Extrait du texte -
Woman at war

Troisième long-métrage de Benedikt Erlingsson, après le déjanté / savoureux DES CHEVAUX ET DES HOMMES (2013) et le documentaire THE SHOW OF SHOWS (2015). Après l’énergie humoristique du film DES CHEVAUX ET DES HOMMES, le cinéaste islandais ne pouvait pas mieux élever son travail avec un feel-good movie. Il est sûr qu’après un tel film, on pouvait attendre beaucoup. Tout est loin d’être parfait, plusieurs maladresses sont à noter, mais WOMAN AT WAR réussit à être sympathique, divertissant, là où il traite de militantisme. Sauf que le cinéaste n’explore pas, ni ne traite frontalement le militantisme. Ce qui l’intéresse est le parcours quotidien de sa protagoniste : entre action militantisme et vie privée, traiter le comportement et la dualité psychologique.

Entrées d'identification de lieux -
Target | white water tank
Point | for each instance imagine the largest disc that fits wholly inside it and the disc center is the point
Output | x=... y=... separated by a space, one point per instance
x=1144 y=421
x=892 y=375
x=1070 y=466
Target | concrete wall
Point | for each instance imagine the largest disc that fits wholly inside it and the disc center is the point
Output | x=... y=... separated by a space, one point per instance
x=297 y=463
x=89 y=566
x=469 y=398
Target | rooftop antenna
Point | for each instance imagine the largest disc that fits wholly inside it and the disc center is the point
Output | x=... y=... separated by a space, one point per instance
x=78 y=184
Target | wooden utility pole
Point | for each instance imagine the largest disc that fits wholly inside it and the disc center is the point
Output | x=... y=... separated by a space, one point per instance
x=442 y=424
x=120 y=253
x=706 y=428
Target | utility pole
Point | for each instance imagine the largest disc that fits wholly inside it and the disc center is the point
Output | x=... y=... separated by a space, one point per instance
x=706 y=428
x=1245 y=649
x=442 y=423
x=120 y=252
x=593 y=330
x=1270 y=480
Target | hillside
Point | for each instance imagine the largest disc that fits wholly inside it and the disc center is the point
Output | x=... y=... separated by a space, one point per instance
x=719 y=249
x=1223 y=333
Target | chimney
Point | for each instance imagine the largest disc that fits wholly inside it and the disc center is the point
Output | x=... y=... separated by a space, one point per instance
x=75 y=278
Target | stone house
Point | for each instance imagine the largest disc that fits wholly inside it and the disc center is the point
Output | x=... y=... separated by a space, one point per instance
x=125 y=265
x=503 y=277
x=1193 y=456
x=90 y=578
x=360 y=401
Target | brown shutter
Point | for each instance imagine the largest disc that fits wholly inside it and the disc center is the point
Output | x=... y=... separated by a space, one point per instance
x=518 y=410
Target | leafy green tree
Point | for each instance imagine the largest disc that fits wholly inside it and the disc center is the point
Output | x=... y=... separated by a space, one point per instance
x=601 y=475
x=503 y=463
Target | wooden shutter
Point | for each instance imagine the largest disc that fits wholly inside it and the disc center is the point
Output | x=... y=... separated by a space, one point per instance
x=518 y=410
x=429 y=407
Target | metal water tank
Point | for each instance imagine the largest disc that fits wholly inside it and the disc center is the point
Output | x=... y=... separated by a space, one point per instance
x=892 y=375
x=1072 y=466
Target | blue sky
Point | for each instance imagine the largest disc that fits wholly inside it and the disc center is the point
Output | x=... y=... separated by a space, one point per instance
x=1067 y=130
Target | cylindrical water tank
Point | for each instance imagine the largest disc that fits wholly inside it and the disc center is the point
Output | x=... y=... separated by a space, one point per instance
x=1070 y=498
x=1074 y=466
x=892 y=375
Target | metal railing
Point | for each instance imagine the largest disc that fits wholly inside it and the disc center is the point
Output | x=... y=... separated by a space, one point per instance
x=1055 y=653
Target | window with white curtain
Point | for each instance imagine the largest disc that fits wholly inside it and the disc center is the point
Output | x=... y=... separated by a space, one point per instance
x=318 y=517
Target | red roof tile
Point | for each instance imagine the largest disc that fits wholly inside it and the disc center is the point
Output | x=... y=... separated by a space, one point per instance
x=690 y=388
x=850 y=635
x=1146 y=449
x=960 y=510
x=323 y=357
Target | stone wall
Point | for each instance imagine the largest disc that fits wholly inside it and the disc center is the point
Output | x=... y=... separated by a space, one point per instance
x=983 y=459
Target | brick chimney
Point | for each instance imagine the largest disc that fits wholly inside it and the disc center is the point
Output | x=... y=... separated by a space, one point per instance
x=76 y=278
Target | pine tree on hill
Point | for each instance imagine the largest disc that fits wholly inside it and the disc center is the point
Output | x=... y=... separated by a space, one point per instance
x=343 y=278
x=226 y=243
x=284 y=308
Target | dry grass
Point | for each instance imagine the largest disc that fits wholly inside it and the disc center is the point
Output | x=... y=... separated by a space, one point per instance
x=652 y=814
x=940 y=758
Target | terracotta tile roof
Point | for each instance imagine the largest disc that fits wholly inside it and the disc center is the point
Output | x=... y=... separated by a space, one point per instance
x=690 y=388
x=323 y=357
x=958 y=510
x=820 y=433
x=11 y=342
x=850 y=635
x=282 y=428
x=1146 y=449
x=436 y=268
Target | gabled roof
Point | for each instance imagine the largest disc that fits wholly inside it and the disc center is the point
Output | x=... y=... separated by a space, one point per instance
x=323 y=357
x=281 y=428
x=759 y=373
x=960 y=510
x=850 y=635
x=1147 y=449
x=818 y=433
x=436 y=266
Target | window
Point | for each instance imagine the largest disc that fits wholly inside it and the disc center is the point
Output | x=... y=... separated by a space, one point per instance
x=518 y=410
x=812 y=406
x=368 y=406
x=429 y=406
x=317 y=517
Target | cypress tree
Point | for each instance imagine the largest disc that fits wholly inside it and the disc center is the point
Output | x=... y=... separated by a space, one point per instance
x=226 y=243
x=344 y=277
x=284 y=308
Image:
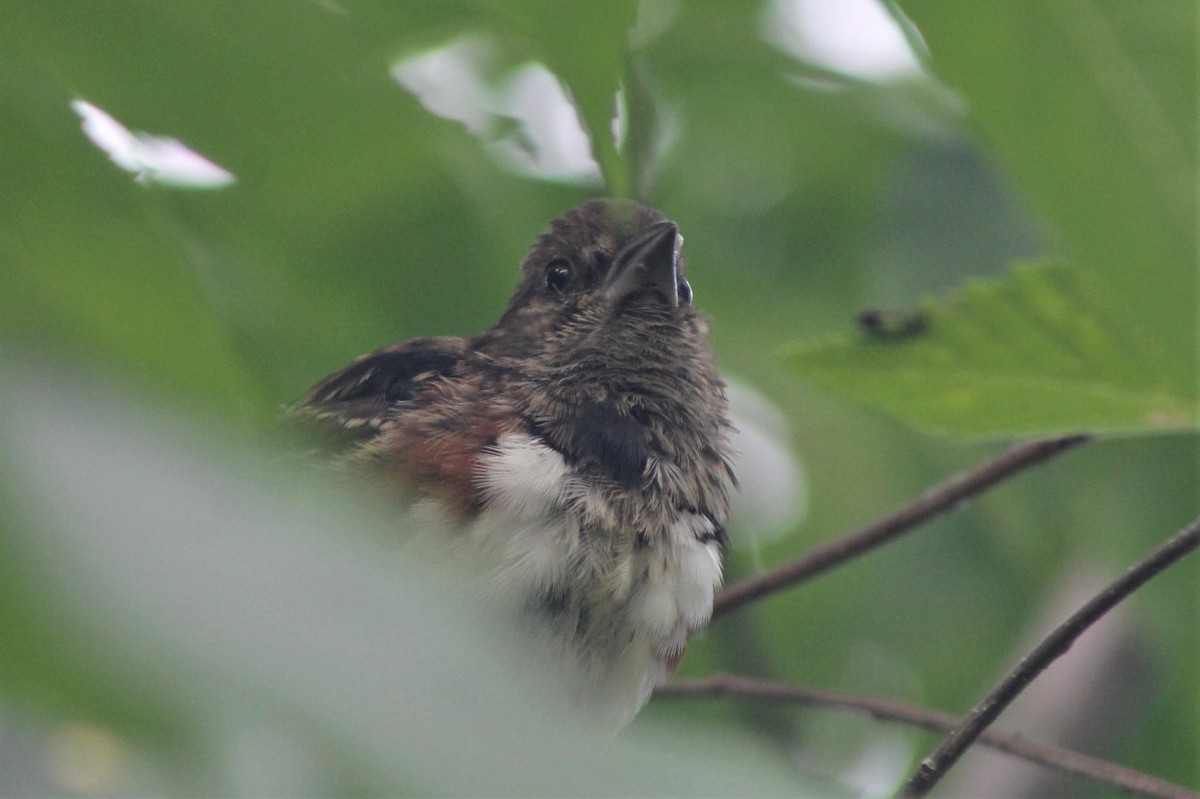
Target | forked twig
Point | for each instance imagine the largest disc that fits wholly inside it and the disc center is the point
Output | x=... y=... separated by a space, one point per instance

Consigne A - Pour chacun des énoncés suivants, indiquez s'il est conforme à l'extrait sur WOMAN AT WAR, en répondant par oui ou par non et en citant les mots décisifs du texte : (i) WOMAN AT WAR est le troisième long-métrage de Benedikt Erlingsson ; (ii) le cinéaste traite frontalement le militantisme ; (iii) le film est jugé parfait.
Consigne B - Dans les enregistrements, recopiez mot pour mot les lignes allant de celle qui contient « Target | chimney » jusqu'à celle qui contient « x=360 y=401 », incluse.
Le texte et les enregistrements ne proviennent pas de la même source.

Réponse attendue A -
(i) Oui : « Troisième long-métrage de Benedikt Erlingsson ».
(ii) Non : « Sauf que le cinéaste n’explore pas, ni ne traite frontalement le militantisme. »
(iii) Non : « Tout est loin d’être parfait ».

Réponse attendue B -
Target | chimney
Point | for each instance imagine the largest disc that fits wholly inside it and the disc center is the point
Output | x=... y=... separated by a space, one point per instance
x=75 y=278
Target | stone house
Point | for each instance imagine the largest disc that fits wholly inside it and the disc center is the point
Output | x=... y=... separated by a space, one point per instance
x=125 y=265
x=503 y=277
x=1193 y=456
x=90 y=578
x=360 y=401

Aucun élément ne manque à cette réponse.